(Excerpts from a dataset)
# # # # # # #

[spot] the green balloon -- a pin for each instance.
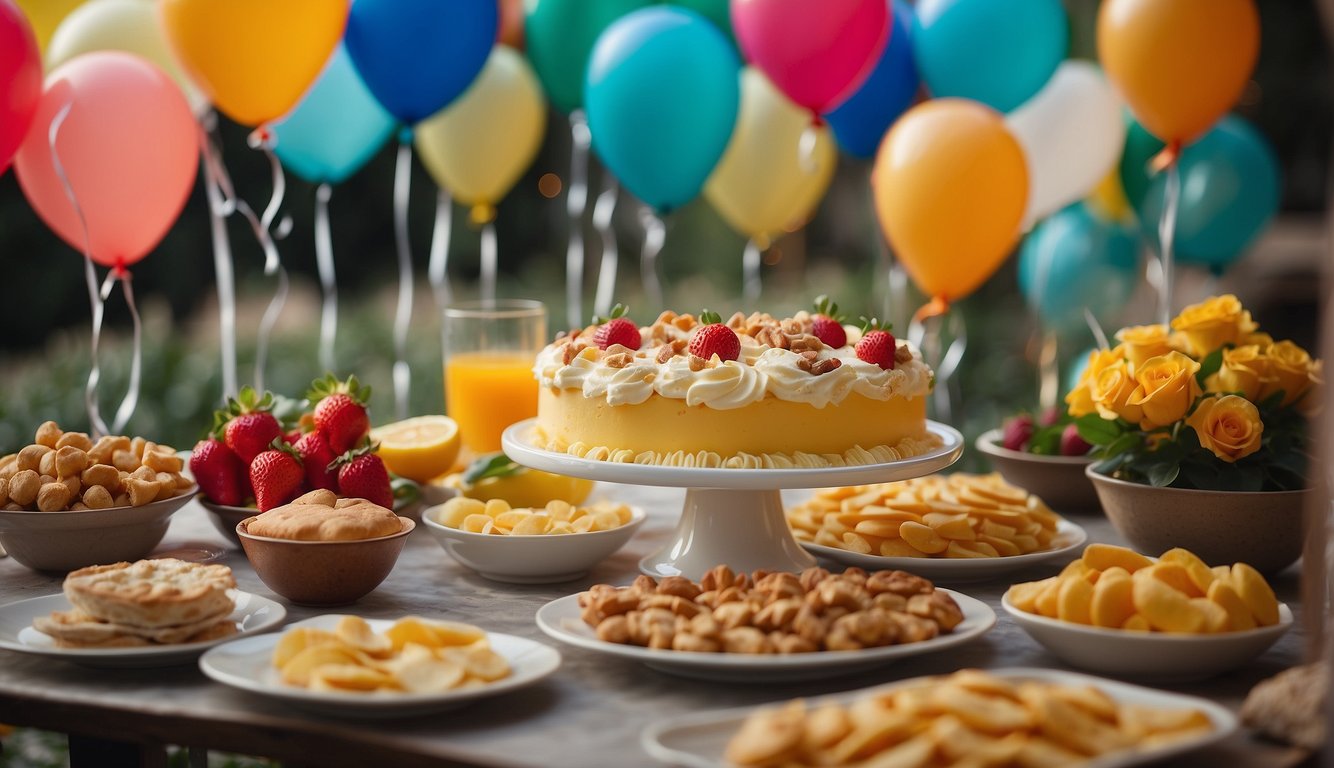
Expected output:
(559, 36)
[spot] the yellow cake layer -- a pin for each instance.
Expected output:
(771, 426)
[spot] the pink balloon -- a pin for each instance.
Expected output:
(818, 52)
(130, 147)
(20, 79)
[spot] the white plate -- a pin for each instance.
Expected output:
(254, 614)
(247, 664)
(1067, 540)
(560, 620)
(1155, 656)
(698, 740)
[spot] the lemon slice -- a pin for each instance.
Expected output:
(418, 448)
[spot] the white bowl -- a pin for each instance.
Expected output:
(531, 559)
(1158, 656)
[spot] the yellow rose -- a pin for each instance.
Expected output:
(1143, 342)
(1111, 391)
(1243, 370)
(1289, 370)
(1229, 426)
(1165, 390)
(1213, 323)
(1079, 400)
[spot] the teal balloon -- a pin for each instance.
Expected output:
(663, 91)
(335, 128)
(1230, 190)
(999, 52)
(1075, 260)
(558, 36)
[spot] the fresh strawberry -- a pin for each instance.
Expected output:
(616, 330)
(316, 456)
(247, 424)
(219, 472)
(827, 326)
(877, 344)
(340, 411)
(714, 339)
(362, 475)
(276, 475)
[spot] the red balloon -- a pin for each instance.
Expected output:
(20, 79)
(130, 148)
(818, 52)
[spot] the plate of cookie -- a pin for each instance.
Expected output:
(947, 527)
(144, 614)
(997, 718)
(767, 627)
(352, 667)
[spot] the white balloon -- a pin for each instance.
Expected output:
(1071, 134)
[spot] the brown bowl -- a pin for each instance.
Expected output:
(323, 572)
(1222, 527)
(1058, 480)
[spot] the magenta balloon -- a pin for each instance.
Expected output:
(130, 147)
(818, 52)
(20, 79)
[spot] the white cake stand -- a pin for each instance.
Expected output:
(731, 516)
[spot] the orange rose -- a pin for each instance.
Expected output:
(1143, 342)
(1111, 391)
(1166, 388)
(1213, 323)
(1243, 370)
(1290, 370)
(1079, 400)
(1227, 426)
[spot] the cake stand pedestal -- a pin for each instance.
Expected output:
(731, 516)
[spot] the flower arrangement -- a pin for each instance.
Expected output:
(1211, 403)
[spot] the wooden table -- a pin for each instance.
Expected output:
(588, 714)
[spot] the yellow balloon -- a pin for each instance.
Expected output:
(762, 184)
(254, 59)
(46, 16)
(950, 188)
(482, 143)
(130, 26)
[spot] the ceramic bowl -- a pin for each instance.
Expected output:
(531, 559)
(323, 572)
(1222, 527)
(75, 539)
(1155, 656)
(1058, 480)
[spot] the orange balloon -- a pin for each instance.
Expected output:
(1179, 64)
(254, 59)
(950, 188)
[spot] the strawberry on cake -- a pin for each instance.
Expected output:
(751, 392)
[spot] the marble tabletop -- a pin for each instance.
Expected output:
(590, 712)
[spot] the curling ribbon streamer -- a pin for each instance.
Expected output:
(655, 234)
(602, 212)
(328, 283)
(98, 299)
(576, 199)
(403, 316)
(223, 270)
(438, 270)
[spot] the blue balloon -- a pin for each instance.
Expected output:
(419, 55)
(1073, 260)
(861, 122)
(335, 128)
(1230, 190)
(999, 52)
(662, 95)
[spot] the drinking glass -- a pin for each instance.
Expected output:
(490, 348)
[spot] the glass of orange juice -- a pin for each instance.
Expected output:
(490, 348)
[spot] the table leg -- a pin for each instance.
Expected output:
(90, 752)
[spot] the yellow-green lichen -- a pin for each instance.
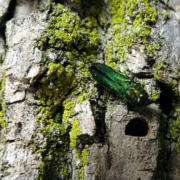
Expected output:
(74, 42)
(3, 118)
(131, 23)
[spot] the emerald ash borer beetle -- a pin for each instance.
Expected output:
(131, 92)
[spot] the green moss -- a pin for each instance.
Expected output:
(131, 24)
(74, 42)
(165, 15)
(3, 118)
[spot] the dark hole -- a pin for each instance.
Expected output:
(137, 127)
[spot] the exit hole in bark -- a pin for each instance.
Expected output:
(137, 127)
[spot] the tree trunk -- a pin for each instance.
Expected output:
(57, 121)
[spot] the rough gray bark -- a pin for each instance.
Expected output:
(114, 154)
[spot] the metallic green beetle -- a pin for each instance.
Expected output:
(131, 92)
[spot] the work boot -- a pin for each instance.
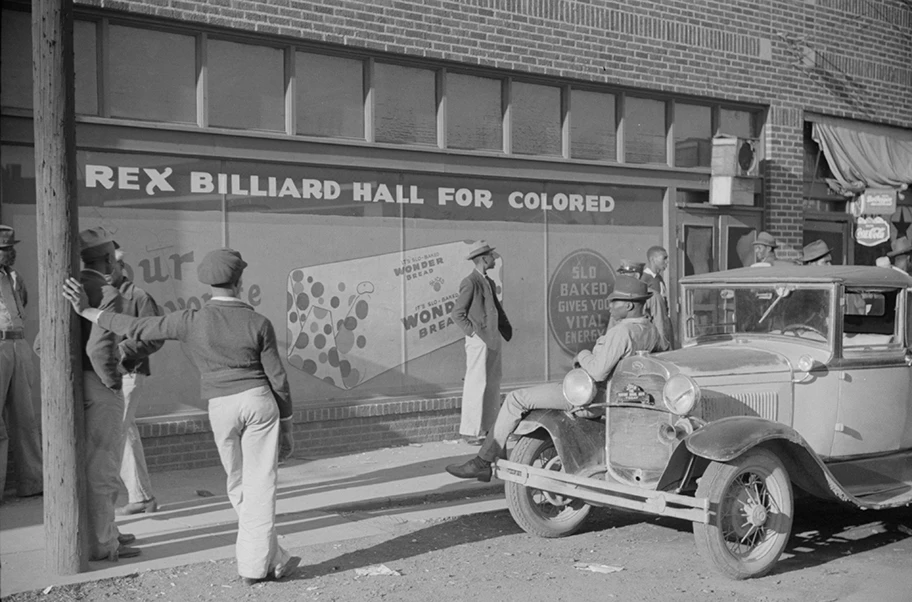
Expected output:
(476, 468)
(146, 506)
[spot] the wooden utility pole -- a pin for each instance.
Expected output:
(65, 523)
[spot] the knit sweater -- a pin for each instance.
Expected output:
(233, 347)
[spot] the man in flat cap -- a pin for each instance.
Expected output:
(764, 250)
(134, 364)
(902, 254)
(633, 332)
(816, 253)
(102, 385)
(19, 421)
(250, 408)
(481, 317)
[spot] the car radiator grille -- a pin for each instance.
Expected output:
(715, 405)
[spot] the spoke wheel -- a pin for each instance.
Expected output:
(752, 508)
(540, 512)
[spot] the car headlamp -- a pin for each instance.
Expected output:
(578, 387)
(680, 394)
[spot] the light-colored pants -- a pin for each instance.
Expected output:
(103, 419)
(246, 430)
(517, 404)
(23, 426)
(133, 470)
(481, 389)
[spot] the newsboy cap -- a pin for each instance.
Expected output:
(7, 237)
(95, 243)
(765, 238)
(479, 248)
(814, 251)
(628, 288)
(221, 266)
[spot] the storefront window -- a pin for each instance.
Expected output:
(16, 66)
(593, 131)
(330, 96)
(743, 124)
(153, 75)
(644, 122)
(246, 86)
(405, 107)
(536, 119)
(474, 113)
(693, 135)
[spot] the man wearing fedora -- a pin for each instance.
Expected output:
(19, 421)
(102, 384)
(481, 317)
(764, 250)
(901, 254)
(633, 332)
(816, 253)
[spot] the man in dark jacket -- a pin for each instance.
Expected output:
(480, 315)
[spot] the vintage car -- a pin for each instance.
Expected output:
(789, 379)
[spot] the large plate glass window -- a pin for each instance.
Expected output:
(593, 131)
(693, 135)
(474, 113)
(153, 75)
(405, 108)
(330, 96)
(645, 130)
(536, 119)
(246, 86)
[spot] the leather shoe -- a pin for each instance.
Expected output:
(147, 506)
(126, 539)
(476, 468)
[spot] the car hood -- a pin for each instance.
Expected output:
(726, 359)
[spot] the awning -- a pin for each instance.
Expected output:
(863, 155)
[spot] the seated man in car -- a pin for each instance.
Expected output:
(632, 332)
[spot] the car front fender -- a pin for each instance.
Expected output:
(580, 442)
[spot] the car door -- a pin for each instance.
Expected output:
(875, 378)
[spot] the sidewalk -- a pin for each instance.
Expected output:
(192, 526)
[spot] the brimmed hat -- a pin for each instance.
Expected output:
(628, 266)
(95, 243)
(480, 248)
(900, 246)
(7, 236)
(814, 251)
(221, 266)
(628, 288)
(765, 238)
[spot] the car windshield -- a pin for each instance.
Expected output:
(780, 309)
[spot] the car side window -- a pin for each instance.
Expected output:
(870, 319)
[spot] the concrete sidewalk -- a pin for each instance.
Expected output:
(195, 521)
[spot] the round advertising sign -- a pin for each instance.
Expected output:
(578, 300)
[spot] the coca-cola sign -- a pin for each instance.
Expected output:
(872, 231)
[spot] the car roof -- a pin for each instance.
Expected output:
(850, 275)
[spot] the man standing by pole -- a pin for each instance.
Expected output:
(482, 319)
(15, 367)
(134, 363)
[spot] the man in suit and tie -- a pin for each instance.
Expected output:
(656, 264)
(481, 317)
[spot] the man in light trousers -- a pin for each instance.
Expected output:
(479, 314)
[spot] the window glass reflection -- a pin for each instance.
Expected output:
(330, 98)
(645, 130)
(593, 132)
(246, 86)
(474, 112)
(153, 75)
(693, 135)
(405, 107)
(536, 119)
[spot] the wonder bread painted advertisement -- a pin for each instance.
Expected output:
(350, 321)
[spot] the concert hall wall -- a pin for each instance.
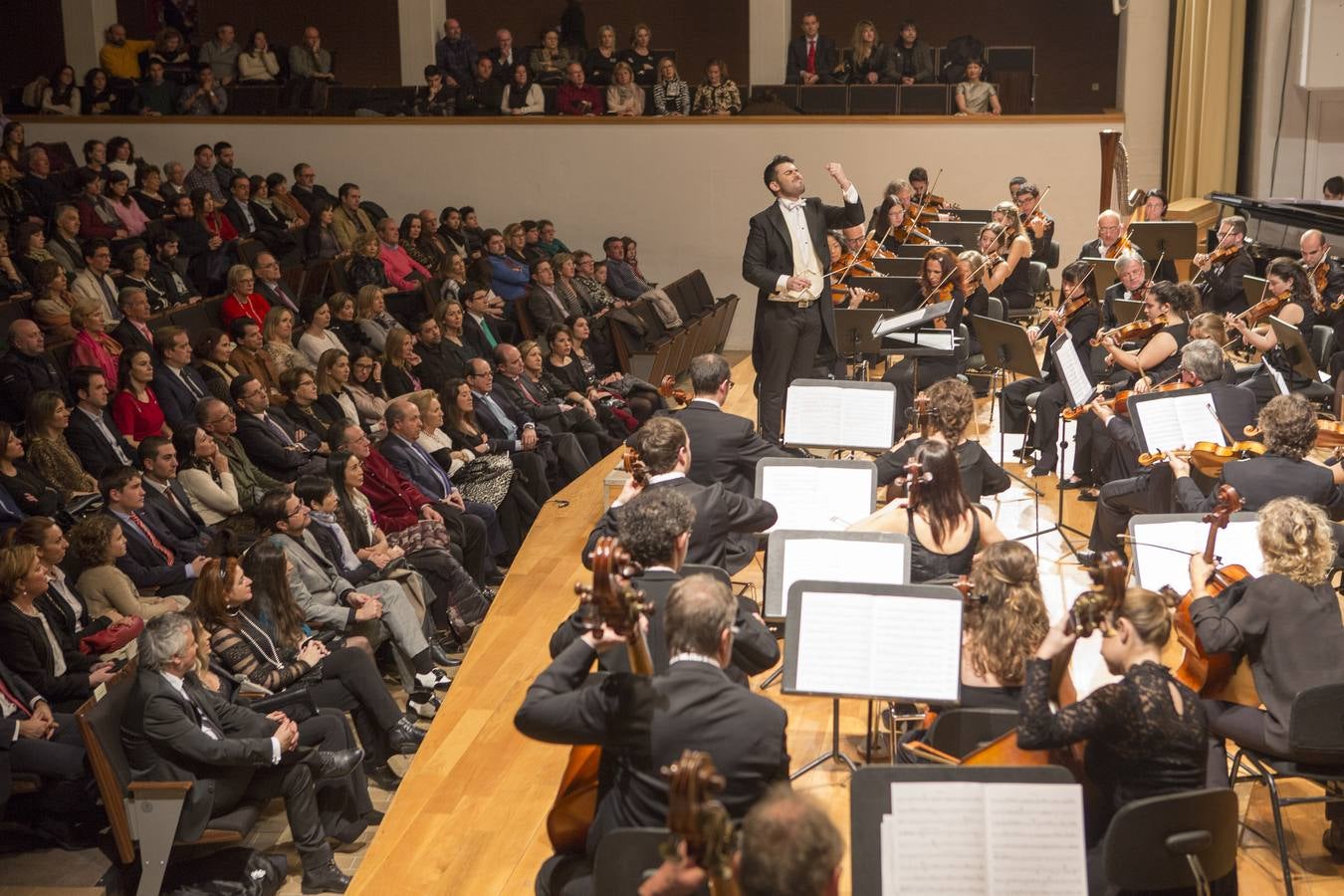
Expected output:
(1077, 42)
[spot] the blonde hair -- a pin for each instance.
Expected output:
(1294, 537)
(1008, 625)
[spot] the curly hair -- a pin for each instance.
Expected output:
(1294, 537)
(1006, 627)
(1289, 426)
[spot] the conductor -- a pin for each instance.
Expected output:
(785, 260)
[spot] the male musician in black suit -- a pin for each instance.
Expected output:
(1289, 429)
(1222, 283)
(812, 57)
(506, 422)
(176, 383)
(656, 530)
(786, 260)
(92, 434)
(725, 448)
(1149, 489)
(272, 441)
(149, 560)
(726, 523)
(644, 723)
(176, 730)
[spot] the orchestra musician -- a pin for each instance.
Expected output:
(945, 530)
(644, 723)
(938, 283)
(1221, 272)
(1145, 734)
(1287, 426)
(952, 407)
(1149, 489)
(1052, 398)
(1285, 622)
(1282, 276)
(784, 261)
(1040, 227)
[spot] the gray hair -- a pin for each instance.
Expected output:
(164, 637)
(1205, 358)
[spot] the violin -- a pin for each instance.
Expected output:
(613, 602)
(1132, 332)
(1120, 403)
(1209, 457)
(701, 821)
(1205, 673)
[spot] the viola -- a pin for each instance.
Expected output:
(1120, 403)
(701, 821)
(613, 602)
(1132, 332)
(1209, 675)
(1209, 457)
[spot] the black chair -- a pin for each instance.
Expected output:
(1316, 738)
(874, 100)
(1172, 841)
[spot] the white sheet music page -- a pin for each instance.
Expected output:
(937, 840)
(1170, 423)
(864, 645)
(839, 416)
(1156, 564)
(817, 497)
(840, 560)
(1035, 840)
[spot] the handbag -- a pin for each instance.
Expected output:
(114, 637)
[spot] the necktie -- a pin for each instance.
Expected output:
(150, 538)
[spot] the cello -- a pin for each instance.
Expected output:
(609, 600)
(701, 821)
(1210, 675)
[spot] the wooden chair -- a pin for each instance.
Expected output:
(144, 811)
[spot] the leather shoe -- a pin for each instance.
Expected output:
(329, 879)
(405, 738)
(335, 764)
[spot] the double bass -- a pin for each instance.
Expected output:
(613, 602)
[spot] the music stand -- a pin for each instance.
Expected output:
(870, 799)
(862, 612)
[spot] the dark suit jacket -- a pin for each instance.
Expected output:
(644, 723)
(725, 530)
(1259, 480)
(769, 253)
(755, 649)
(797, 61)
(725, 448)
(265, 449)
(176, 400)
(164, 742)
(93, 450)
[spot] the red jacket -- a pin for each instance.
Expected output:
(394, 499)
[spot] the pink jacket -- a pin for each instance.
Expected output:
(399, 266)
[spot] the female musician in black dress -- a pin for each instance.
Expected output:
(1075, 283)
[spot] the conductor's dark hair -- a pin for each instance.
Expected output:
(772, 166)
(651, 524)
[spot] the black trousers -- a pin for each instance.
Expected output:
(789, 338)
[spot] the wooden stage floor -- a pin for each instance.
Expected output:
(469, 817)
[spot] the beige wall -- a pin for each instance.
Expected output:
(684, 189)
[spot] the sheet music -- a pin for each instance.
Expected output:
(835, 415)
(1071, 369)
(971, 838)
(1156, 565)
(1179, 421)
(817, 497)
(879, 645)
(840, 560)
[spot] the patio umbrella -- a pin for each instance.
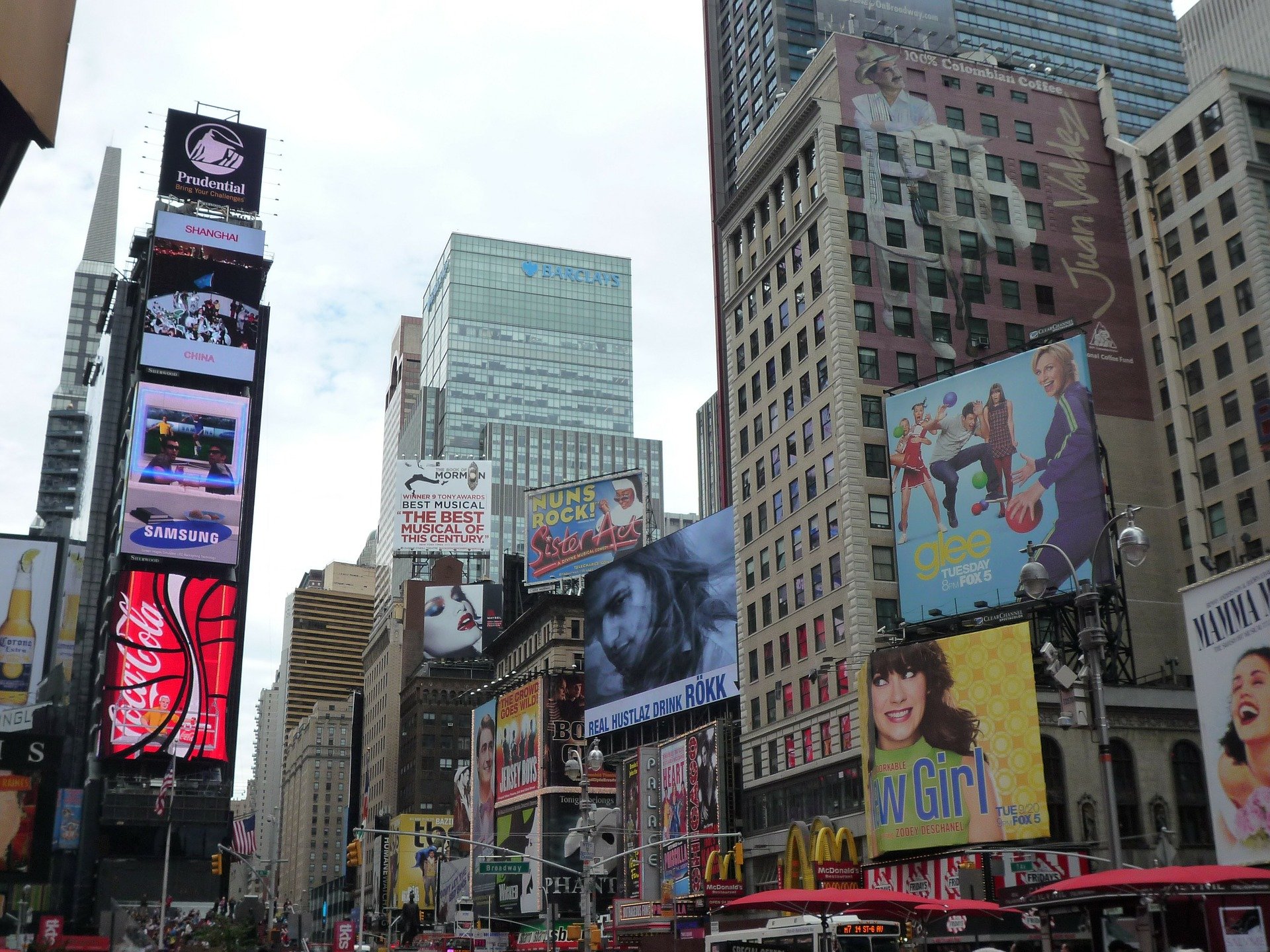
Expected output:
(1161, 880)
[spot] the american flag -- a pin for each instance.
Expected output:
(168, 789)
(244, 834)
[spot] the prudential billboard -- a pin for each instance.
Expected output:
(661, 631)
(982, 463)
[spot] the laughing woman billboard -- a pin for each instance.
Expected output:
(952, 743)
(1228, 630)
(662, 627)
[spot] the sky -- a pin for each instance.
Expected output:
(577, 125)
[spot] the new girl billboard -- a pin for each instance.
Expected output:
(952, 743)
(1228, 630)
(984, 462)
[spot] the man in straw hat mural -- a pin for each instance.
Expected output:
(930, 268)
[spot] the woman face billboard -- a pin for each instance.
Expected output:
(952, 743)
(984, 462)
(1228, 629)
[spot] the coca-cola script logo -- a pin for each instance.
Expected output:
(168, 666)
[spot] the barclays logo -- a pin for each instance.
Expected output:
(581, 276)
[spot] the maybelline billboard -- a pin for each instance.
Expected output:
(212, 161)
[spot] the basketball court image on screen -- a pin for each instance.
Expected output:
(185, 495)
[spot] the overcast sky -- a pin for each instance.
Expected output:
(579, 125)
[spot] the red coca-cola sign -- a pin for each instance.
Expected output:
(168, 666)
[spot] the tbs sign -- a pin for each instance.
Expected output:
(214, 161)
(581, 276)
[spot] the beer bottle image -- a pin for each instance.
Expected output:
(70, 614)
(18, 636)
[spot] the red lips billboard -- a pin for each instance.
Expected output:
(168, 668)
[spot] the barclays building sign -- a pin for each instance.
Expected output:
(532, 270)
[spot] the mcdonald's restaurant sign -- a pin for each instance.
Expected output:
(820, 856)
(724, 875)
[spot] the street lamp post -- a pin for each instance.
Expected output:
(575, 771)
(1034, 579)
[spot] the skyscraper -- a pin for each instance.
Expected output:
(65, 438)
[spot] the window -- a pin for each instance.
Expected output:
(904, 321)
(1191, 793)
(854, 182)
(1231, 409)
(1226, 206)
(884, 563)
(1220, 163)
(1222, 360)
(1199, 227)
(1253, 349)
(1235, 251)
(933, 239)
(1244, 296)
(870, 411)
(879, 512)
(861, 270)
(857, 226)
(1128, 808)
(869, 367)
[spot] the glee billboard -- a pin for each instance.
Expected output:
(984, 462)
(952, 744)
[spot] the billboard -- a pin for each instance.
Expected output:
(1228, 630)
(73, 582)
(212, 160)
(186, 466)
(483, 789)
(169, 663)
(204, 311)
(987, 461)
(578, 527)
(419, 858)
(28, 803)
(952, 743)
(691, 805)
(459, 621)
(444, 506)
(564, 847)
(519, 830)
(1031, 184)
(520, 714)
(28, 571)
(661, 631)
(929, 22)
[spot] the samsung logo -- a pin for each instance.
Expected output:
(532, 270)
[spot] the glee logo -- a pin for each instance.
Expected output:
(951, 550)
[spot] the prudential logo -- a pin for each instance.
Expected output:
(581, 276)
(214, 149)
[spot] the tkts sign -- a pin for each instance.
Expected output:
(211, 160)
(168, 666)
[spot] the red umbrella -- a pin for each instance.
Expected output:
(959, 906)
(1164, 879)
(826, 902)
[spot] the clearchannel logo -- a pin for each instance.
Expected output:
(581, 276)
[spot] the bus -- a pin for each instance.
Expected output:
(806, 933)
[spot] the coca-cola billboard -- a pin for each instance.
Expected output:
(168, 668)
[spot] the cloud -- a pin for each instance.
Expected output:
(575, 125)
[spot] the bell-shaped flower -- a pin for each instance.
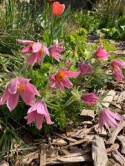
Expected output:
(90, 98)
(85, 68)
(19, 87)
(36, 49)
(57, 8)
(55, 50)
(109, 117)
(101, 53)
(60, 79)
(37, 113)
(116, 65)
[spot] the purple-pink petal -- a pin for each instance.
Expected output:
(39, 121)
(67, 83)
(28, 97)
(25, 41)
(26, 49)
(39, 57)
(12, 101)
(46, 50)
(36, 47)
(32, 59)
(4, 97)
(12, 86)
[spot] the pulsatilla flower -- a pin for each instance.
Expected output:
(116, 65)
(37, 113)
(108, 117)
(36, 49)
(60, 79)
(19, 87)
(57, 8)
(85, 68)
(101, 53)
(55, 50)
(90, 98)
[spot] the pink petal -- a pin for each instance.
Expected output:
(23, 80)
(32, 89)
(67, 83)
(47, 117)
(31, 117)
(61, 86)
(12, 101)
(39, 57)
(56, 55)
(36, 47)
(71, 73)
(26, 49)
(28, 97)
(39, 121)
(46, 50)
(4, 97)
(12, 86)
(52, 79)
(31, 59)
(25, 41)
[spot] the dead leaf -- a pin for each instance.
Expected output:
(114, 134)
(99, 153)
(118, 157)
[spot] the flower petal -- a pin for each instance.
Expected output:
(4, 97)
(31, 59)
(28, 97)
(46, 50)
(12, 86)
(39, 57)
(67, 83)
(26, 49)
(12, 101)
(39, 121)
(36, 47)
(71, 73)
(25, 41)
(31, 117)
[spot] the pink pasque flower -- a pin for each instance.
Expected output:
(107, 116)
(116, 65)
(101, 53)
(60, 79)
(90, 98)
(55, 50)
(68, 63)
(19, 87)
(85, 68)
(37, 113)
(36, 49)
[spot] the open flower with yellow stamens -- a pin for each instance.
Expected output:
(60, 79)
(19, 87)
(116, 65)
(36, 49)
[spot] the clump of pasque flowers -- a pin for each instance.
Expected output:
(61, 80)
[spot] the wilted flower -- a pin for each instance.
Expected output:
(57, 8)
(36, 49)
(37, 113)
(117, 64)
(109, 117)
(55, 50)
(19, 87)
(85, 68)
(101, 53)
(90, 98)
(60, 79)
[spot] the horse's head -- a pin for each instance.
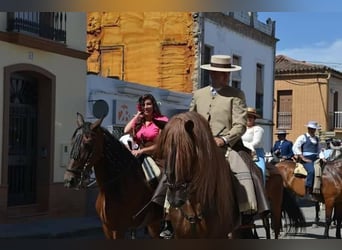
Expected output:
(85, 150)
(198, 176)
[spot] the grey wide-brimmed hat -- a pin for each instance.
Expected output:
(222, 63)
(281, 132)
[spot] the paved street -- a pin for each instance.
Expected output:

# # # # # # #

● **REQUIRED WORK**
Could you please write out exactly the lines from the start of the entries above through the line that holds "[spot] the white bowl", both included, with no pictures?

● **WRITTEN REPLY**
[spot] the green balloon -- a pin for each instance.
Expected output:
(559, 36)
[spot] the yellow cake layer -- a pin for each instance.
Expected output:
(771, 426)
[spot] the pink balloon -- a pin for each instance.
Expected output:
(818, 52)
(130, 147)
(20, 79)
[spot] the white plate -- a pin for each instance.
Expected output:
(254, 614)
(247, 664)
(1067, 540)
(560, 620)
(1155, 656)
(698, 740)
[spot] the lemon slice -- a pin for each instance.
Expected output:
(418, 448)
[spot] the white bowl -- a pin for each instance.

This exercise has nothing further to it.